* [REQUESTS]:
1: In the interview transcript, revise the part starting at "Kelly Therese Pollock" and ending at "what that meant?", with "farmers" changed to "growers".
2: Copy the records word for word, starting at the line that contains "Note: for every instance of the front tire" and ending at the line that contains "Note: for every instance of the 02/19/2021".

-- start PROVIDED PASSAGE --

Kelly Therese Pollock 27:50
I think it's important and it seems like CASA is starting to get into this to understand you started this whole story with talking about farmers and how you were looking at farming. But that Bert Corona was interested, not just in Mexican Americans and immigrants on the farm and in the rural areas, but in cities and urban areas. And that seems like a really important point to make. Because I think it's still the case that people think, you know, sort of especially migrant farmworkers, you know, that that's sort of the picture they have of, of Mexican immigration. So could you talk a little bit about that about that sort of urban immigrant piece and what that meant?
Dr. Eladio B. Bobadilla 28:33
Yeah, here again, I think Bert Corona was prophetic. I think he understood that demographics, of course, were changing, but but also, migration patterns were changing greatly. So all of this this focus in the 1960s and early 70s, was on on the fields on Central California, specifically. And certainly that's that's where this farm worker movement began. And in some ways these questions really took off. But more and more people were moving to cities. And and immigrants, more and more undocumented immigrants are moving to cities, places like San Diego, of course, Los Angeles, Chicago, and Bert Corona, understood that and thought that, that there needed to be, of course a focus on the farmworker struggle. But it also has to be zoomed out and thought of as a larger movement, and things were critical. And in fact, even the people we might call migrant farmworkers are becoming less migrants and less attached to the fields. Today, for example, when I visit Delano, California or the Central Valley generally, and I talk to farm workers and they they live in the cities. They live in places like Delano and Bakersfield and Tulare. They may work in agriculture in the fields but they're not really migrant in any real sense anymore. So things were changing. And Bert Corona saw that and thought that the cities were where much of this organizing was going to be happening. And he was right. I mean today, that is where most most immigrants' rights organizing is taking place.

-- end PROVIDED PASSAGE --
-- start PROVIDED ENTRIES --

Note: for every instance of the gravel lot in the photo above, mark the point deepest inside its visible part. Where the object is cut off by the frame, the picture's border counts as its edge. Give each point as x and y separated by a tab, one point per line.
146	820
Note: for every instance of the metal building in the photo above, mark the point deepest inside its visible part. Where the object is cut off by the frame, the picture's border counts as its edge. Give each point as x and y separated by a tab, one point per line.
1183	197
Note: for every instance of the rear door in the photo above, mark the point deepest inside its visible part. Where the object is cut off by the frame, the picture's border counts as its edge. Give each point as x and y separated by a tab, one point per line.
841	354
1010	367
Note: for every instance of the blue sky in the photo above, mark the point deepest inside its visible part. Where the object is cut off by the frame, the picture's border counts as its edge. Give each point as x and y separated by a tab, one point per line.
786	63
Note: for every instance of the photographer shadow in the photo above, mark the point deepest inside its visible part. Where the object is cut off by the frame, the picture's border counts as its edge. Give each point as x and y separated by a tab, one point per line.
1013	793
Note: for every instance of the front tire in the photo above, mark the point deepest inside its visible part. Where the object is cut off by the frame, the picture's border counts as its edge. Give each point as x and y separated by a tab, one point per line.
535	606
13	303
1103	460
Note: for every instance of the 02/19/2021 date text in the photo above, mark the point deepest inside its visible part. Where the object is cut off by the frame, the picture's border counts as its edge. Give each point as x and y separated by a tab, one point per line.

-- end PROVIDED ENTRIES --
-- start PROVIDED ENTRIES --

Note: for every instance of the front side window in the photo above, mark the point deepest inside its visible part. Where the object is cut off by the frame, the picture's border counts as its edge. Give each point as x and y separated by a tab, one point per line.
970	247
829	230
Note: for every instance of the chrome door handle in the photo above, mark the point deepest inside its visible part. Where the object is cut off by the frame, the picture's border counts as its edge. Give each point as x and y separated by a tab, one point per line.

-- end PROVIDED ENTRIES --
-- start PROVIDED ENTRIES --

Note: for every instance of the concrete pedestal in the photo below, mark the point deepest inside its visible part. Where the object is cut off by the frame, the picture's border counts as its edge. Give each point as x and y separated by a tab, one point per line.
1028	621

-- end PROVIDED ENTRIES --

* [RESPONSES TO THE TASKS]:
1:
Kelly Therese Pollock 27:50
I think it's important and it seems like CASA is starting to get into this to understand you started this whole story with talking about growers and how you were looking at farming. But that Bert Corona was interested, not just in Mexican Americans and immigrants on the farm and in the rural areas, but in cities and urban areas. And that seems like a really important point to make. Because I think it's still the case that people think, you know, sort of especially migrant farmworkers, you know, that that's sort of the picture they have of, of Mexican immigration. So could you talk a little bit about that about that sort of urban immigrant piece and what that meant?

2:
Note: for every instance of the front tire in the photo above, mark the point deepest inside its visible part. Where the object is cut off by the frame, the picture's border counts as its edge. Give each point as x and y separated by a tab, one point per line.
535	606
13	303
1103	460
Note: for every instance of the 02/19/2021 date text in the photo above, mark the point deepest inside its visible part. Where the object is cut off by the frame, the picture's border counts as its edge. Give each point as x and y separated by a tab, one point per line.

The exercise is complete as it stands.